**AVAILABLE DATA**
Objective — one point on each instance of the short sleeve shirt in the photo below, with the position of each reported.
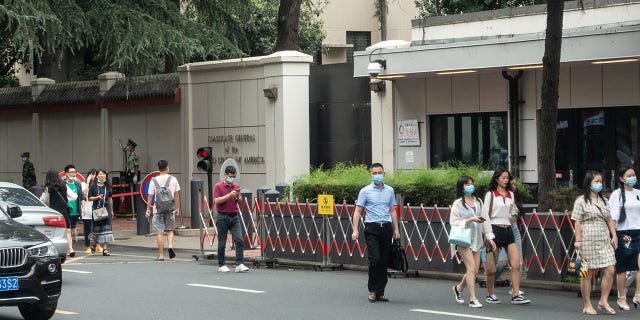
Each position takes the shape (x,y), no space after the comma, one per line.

* * *

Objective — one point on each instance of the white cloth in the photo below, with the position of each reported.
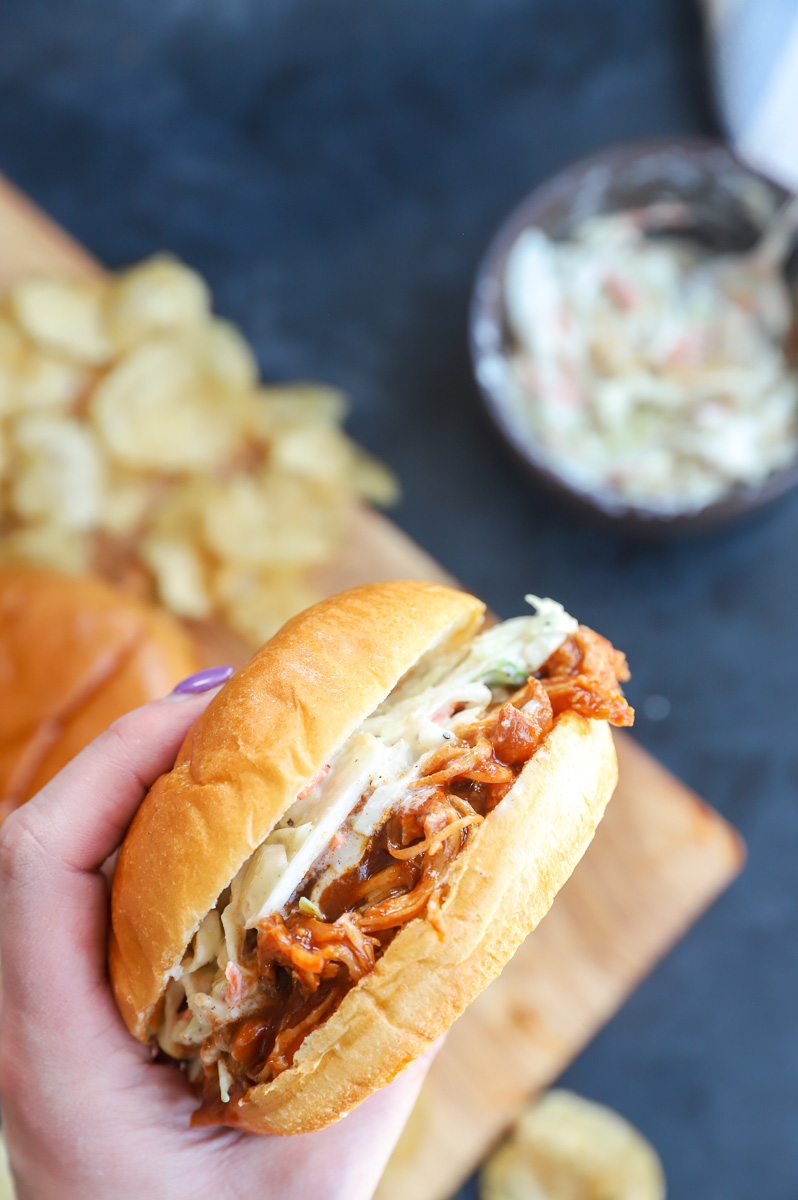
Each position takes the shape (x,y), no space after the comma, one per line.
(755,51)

--

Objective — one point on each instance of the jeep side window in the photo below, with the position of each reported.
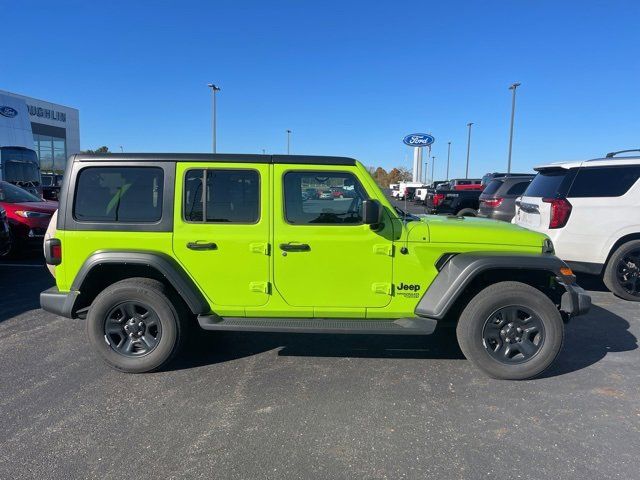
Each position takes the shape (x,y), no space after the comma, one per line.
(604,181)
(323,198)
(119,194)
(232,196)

**DESCRIPTION OF THE TASK**
Where in the records does the word "with" appear? Copy each line that holds it.

**ANSWER FOR THE TASK**
Objective — one point on each instance of the short sleeve shirt in the photo below, with the position of each reported.
Objective — one point on each instance of the white cloth in the photo below, with the position of each reported.
Objective — one point on each instance of the jeep side window in the photo below, with the position of each reported.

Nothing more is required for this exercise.